* [Excerpted text]
[start]

Working Paper: CEPR ID: DP3904
Authors: Markus Glaser; Thomas Langer; Martin Weber
Abstract: Empirical research documents that temporary trends in stock price movements exist. Moreover, riding a trend can be a profitable investment strategy. Thus, the ability to recognize trends in stock markets influences the quality of investment decisions. In this Paper, we provide a thorough test of the trend recognition and forecasting ability of financial professionals who work in the trading room of a large bank and novices (MBA students). In an experimental study, we analyse two ways of trend prediction: probability estimates and confidence intervals. Subjects observe stock price charts, which are artificially generated by either a process with positive or negative trend and are asked to provide subjective probability estimates for the trend. In addition, the subjects were asked to state confidence intervals for the development of the chart in the future. We find that depending on the type of task either underconfidence (in probability estimates) or overconfidence (in confidence intervals) can be observed in the same trend prediction setting based on the same information. Underconfidence in probability estimates is more pronounced the longer the price history observed by subjects and the higher the discriminability of the price path generating processes. Furthermore, we find that the degree of overconfidence in both tasks is significantly positively correlated for all experimental subjects whereas performance measures are not. Our study has important implications for financial modelling. We argue that the question which psychological bias should be incorporated into a model does not depend on a specific informational setting but solely on the specific task considered. This Paper demonstrates that a theorist has to be careful when deriving assumptions about the behaviour of agents in financial markets from psychological findings.

[end]

* [Data for this task]
[start]

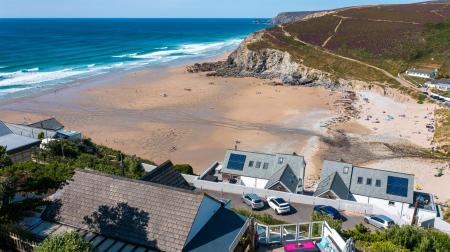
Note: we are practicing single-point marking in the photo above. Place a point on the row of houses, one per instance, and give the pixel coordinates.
(393, 192)
(20, 139)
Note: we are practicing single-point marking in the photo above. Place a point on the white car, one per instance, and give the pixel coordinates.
(279, 205)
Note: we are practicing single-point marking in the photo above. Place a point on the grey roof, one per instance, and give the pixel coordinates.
(165, 174)
(135, 211)
(296, 163)
(286, 177)
(4, 130)
(441, 81)
(421, 71)
(27, 131)
(332, 183)
(349, 180)
(218, 233)
(49, 124)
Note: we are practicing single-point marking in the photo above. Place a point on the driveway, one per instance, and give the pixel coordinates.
(300, 212)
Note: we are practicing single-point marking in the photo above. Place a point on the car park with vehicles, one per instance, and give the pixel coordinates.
(279, 205)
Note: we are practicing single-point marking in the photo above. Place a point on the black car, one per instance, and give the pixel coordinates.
(328, 210)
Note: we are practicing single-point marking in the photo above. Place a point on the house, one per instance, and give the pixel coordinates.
(421, 73)
(391, 192)
(441, 84)
(120, 214)
(166, 174)
(281, 172)
(19, 148)
(52, 128)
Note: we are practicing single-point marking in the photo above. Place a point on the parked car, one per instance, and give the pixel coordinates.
(328, 210)
(253, 200)
(379, 221)
(279, 205)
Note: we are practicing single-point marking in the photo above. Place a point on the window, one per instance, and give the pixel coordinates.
(346, 168)
(378, 183)
(359, 180)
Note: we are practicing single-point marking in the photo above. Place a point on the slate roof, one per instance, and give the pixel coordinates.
(49, 124)
(349, 175)
(275, 162)
(165, 174)
(15, 143)
(332, 183)
(135, 211)
(218, 233)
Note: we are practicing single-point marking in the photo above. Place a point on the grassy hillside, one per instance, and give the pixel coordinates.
(393, 37)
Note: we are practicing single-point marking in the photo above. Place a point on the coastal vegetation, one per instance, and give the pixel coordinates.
(65, 242)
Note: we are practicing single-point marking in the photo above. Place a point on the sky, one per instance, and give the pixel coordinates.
(168, 8)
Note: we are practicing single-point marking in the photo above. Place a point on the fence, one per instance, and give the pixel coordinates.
(291, 197)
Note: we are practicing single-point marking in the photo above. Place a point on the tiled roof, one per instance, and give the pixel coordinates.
(135, 211)
(49, 124)
(165, 174)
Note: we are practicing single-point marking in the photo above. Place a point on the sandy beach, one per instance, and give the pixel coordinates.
(166, 113)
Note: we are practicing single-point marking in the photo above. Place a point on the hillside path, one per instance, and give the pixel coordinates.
(399, 80)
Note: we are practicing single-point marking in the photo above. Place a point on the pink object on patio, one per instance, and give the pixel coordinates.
(299, 246)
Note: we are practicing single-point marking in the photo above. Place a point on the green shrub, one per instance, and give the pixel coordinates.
(66, 242)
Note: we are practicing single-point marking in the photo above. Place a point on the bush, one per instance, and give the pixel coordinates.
(66, 242)
(263, 218)
(185, 169)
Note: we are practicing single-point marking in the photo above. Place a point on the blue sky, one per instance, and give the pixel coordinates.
(169, 8)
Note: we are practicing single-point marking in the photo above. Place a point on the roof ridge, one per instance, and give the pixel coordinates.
(137, 181)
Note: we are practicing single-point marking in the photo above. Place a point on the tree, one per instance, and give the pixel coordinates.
(4, 158)
(66, 242)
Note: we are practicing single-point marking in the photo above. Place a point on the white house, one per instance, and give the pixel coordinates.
(281, 172)
(389, 192)
(421, 73)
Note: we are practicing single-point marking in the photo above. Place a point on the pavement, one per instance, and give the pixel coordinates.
(299, 213)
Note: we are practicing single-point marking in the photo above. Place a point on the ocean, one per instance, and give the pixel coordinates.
(40, 54)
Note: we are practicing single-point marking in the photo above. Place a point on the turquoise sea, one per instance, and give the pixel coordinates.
(37, 54)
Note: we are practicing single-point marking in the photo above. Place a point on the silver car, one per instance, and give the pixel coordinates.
(379, 221)
(253, 200)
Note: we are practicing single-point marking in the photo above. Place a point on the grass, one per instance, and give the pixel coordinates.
(442, 133)
(262, 218)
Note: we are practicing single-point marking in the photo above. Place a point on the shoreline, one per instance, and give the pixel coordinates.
(167, 113)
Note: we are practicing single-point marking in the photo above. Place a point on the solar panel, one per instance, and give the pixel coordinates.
(397, 186)
(236, 162)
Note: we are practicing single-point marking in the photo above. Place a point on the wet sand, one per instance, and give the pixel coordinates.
(166, 113)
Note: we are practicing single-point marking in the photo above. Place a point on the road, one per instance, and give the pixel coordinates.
(300, 212)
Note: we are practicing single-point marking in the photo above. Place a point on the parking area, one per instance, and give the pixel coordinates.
(299, 212)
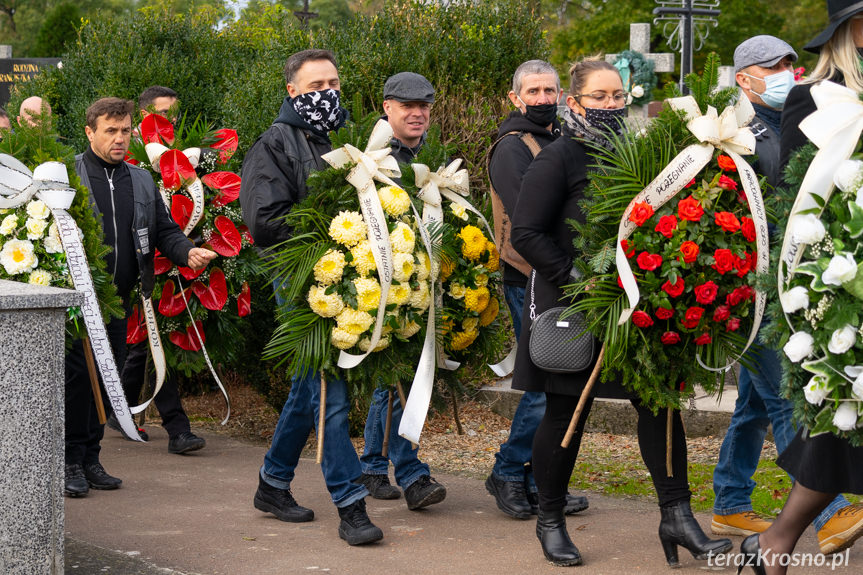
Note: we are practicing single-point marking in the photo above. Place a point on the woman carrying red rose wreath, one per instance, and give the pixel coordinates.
(552, 190)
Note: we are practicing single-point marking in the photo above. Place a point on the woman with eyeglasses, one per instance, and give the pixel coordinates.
(551, 192)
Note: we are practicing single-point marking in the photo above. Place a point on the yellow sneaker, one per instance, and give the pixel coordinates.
(842, 530)
(745, 523)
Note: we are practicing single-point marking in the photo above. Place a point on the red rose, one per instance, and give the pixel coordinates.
(724, 261)
(727, 221)
(748, 228)
(726, 163)
(690, 251)
(675, 289)
(642, 319)
(649, 262)
(727, 183)
(692, 317)
(670, 338)
(666, 226)
(689, 209)
(703, 339)
(706, 293)
(640, 213)
(664, 313)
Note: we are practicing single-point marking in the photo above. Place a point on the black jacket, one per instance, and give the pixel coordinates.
(274, 174)
(152, 225)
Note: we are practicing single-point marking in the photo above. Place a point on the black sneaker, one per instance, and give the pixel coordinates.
(98, 478)
(379, 486)
(281, 503)
(423, 492)
(511, 497)
(356, 528)
(185, 442)
(76, 483)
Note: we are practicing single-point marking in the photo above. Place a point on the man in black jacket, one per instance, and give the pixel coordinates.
(274, 179)
(534, 125)
(135, 221)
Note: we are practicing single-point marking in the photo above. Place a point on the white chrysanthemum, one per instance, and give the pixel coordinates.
(354, 321)
(35, 228)
(403, 266)
(38, 210)
(403, 238)
(328, 270)
(17, 257)
(39, 277)
(368, 293)
(394, 200)
(348, 228)
(364, 259)
(323, 304)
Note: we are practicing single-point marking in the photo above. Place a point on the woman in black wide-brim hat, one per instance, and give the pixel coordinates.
(824, 465)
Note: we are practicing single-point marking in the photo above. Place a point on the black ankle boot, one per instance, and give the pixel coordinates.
(556, 544)
(679, 527)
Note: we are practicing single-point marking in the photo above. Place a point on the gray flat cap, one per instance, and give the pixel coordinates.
(764, 50)
(408, 87)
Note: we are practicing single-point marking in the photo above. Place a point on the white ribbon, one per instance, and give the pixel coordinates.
(728, 132)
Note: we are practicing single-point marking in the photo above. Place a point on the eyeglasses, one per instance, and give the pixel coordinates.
(602, 97)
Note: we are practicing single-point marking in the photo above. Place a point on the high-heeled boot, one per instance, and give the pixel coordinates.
(556, 544)
(679, 527)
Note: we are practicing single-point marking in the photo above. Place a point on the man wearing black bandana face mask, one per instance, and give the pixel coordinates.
(274, 179)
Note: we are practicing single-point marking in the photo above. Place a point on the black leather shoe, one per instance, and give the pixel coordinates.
(423, 492)
(510, 496)
(356, 528)
(379, 486)
(281, 503)
(185, 442)
(554, 539)
(76, 484)
(679, 527)
(98, 478)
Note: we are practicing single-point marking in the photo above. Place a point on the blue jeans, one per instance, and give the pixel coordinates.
(300, 414)
(758, 404)
(517, 450)
(408, 467)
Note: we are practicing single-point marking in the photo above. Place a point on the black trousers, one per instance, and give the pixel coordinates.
(135, 373)
(83, 431)
(552, 464)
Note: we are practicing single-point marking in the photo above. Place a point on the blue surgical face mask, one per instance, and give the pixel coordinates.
(776, 88)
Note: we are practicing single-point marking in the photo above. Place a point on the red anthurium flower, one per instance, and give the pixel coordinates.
(244, 300)
(226, 185)
(188, 340)
(156, 127)
(213, 296)
(225, 239)
(136, 329)
(226, 144)
(176, 169)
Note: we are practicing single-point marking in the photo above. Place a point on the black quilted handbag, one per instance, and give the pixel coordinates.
(559, 343)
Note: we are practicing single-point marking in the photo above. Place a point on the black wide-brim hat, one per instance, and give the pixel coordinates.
(839, 11)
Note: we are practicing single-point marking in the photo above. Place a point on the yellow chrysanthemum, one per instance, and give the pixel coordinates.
(473, 242)
(348, 228)
(328, 270)
(323, 304)
(354, 321)
(343, 339)
(364, 259)
(489, 313)
(394, 200)
(476, 299)
(368, 293)
(403, 238)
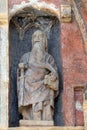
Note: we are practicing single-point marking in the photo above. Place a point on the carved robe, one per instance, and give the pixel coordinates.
(34, 90)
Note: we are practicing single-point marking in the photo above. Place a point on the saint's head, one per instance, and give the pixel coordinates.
(40, 37)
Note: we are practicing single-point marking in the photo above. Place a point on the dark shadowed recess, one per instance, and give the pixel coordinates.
(20, 44)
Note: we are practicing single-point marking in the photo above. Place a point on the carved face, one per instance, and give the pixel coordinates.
(40, 38)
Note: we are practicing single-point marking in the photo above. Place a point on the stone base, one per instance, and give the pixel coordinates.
(28, 123)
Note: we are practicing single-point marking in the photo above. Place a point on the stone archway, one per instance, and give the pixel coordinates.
(21, 43)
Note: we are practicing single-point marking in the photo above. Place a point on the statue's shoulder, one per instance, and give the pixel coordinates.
(25, 57)
(48, 56)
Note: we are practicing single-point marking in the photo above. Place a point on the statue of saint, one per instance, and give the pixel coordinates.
(37, 81)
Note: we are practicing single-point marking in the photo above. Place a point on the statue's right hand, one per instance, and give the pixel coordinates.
(21, 65)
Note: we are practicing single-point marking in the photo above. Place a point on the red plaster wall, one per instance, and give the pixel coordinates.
(74, 62)
(78, 96)
(13, 2)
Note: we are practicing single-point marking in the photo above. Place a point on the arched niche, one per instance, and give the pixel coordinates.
(21, 27)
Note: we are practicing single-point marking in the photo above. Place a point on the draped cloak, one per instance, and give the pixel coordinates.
(34, 90)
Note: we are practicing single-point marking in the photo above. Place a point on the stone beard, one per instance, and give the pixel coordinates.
(37, 81)
(37, 53)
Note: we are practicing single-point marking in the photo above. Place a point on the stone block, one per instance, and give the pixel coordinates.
(28, 123)
(65, 13)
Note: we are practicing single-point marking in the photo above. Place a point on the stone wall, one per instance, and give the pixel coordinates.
(73, 51)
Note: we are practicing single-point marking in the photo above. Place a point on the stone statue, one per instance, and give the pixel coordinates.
(37, 81)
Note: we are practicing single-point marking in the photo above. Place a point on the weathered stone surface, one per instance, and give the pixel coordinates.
(28, 123)
(4, 76)
(65, 13)
(45, 128)
(3, 4)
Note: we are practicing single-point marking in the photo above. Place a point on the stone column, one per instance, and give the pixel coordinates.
(85, 113)
(4, 64)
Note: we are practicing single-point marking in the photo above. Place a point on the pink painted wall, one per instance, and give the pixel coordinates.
(74, 61)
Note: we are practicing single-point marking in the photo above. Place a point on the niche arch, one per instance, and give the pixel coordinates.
(20, 43)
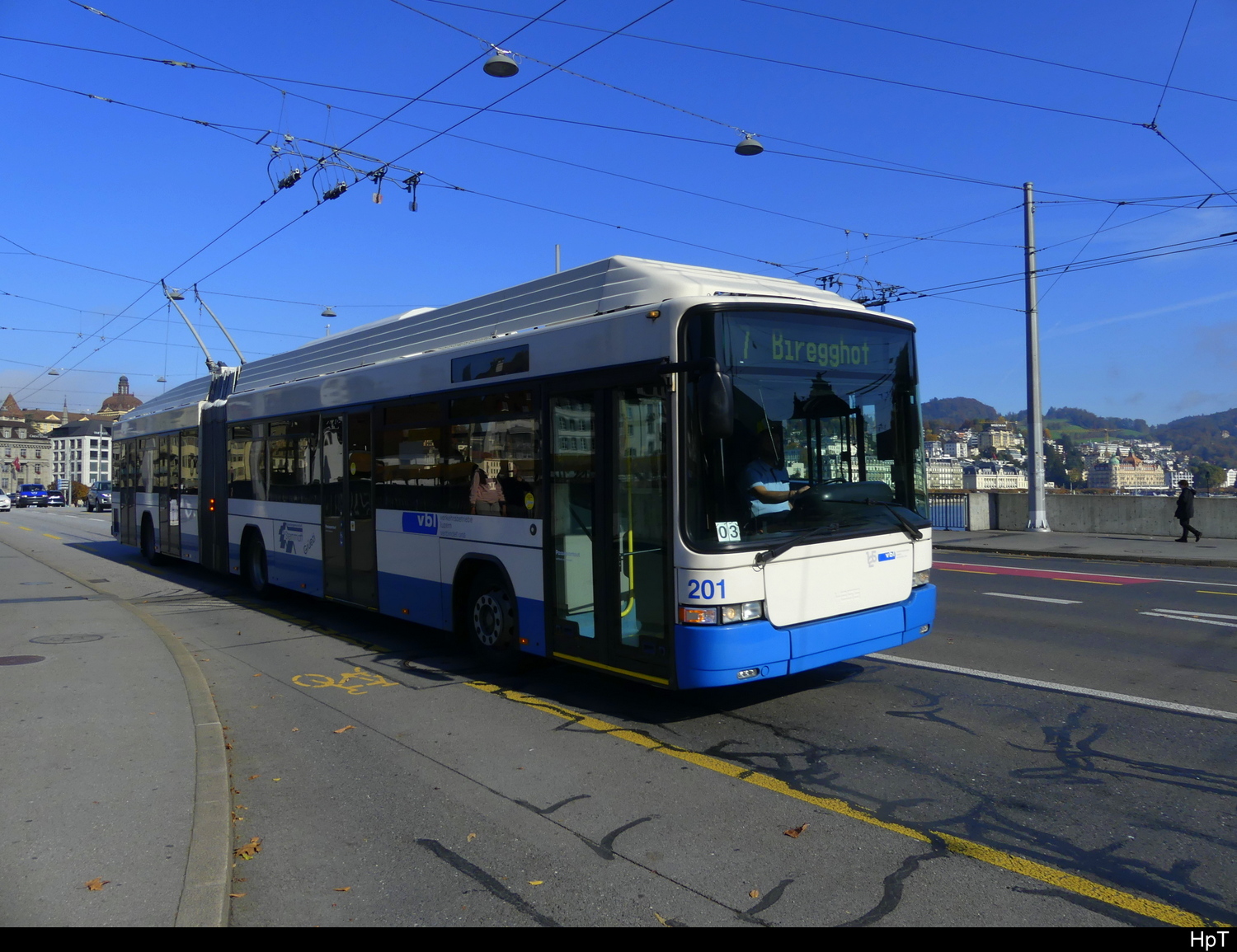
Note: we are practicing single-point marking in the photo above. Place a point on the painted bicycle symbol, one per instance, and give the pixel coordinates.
(354, 682)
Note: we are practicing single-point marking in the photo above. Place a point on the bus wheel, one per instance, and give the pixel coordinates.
(254, 565)
(148, 543)
(490, 622)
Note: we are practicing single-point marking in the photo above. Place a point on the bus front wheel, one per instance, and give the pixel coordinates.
(254, 565)
(490, 621)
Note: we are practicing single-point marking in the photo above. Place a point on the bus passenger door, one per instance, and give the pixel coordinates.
(348, 536)
(609, 531)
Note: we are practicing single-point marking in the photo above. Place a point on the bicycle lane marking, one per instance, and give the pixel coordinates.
(1028, 868)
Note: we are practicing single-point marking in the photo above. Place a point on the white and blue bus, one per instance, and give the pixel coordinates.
(684, 476)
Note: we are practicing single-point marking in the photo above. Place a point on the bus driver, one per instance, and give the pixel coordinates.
(769, 484)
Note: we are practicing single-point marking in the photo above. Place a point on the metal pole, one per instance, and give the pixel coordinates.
(219, 323)
(1037, 509)
(210, 363)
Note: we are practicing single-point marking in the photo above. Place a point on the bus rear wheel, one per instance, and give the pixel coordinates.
(254, 566)
(490, 622)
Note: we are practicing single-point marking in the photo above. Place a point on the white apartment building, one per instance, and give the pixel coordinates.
(82, 452)
(997, 477)
(944, 472)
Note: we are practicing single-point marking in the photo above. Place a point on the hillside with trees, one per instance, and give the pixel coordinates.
(954, 413)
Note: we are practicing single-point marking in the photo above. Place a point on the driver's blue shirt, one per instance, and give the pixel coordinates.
(774, 479)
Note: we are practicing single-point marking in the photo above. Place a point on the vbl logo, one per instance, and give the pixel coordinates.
(422, 522)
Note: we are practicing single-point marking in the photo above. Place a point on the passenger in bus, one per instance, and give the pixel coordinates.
(487, 495)
(516, 492)
(769, 484)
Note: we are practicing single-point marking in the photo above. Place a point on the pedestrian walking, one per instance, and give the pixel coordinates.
(1185, 512)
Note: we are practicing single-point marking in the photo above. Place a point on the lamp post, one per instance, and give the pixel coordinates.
(1037, 509)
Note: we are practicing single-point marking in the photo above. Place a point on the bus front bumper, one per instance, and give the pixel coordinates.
(715, 655)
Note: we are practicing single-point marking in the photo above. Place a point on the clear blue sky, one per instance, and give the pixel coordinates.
(135, 192)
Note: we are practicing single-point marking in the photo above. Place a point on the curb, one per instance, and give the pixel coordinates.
(1093, 556)
(203, 902)
(208, 868)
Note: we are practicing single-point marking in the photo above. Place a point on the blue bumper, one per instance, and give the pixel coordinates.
(713, 655)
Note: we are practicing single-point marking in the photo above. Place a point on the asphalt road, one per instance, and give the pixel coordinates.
(371, 756)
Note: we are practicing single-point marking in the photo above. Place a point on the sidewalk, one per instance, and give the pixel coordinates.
(1164, 549)
(98, 762)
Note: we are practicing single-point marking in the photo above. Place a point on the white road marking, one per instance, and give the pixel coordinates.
(1098, 575)
(1063, 687)
(1192, 618)
(1034, 598)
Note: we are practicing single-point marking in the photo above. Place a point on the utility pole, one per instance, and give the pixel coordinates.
(1037, 509)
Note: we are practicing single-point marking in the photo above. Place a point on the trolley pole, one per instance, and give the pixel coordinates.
(1037, 509)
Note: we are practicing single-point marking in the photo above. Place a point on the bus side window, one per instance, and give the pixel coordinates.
(407, 469)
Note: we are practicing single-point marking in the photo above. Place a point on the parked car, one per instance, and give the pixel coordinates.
(31, 494)
(99, 497)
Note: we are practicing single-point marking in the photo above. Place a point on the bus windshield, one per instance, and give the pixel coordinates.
(825, 434)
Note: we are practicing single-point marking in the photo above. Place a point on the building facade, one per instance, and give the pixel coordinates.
(82, 452)
(25, 457)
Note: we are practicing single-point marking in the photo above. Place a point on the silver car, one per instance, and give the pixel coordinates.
(99, 497)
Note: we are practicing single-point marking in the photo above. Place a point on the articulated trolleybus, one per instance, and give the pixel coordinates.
(684, 476)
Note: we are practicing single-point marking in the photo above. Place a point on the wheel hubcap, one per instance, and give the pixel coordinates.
(487, 620)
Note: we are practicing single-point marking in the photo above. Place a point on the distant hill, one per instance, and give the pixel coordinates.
(1083, 424)
(952, 413)
(1205, 437)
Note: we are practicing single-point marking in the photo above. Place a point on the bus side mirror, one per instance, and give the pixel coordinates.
(717, 406)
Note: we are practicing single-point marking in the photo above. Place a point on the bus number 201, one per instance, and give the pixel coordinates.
(707, 589)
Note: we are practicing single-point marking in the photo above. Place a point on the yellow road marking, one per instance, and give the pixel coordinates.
(1085, 581)
(955, 845)
(608, 668)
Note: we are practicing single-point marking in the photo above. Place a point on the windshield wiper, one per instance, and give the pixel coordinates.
(764, 558)
(907, 526)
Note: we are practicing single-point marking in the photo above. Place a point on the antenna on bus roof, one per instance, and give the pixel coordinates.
(173, 296)
(242, 356)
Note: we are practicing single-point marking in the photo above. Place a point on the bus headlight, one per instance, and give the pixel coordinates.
(722, 613)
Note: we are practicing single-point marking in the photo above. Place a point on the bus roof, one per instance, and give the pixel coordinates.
(610, 284)
(583, 292)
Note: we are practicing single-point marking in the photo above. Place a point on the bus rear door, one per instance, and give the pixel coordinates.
(608, 563)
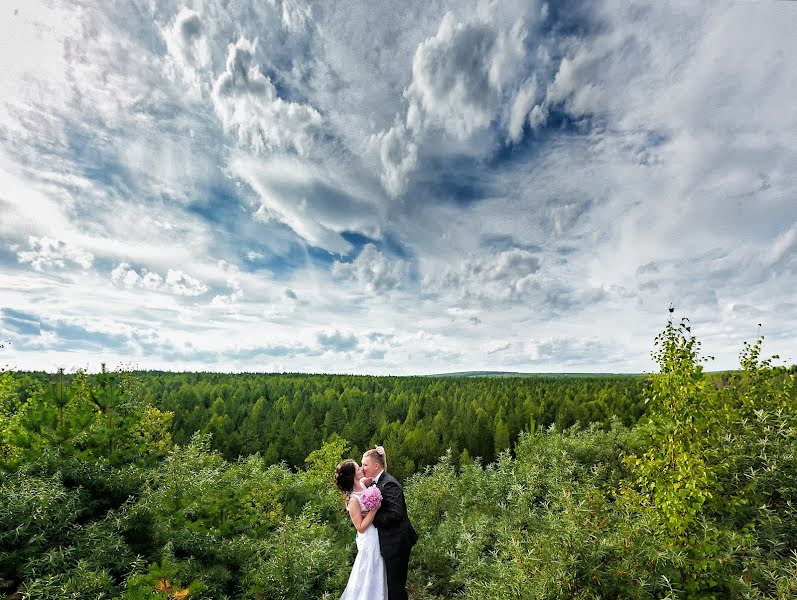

[end]

* [Required tasks]
A) Answer the following from the working paper abstract.
(i) Who served as the novices in the study?
(ii) What two ways of trend prediction does the experimental study analyze?
(iii) In which of those two ways is overconfidence observed?
B) Reproduce the listing from the line containing "rear door, one" through the end of the listing, including both ends, and leave out any pictures.

* [Responses per task]
A)
(i) MBA students.
(ii) Probability estimates and confidence intervals.
(iii) Confidence intervals.

B)
Note: we are practicing single-point marking in the photo above. Place a point on the bus rear door, one per instance, and give the pixel coordinates.
(608, 563)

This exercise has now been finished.